◆ Information provided ◆
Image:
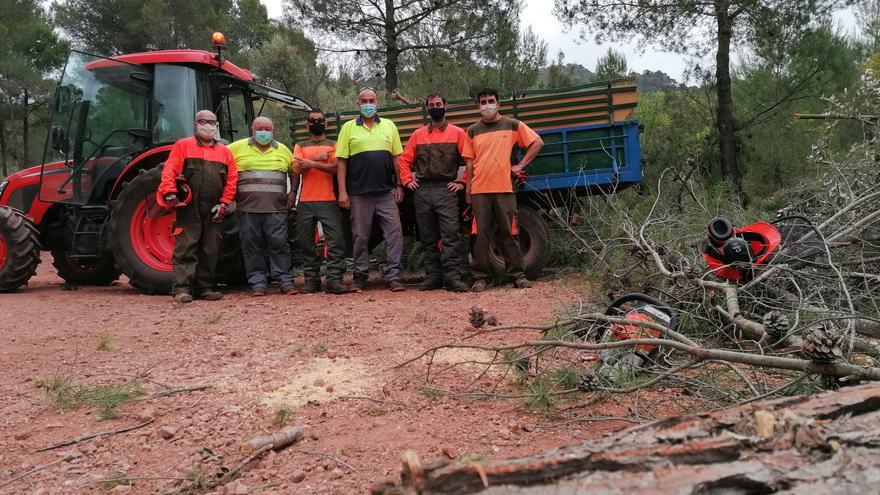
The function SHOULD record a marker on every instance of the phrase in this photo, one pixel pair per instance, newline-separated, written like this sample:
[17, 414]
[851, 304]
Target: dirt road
[325, 362]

◆ To do ◆
Copy out all of the data above word for word, leaving out the picture.

◆ Solution to the exercise ◆
Image:
The function SHOULD record a marker on every instance of the phrase in this photo, one pixel pair per instance, newline-separated, written like this sample:
[17, 414]
[851, 304]
Target: dirt road
[325, 362]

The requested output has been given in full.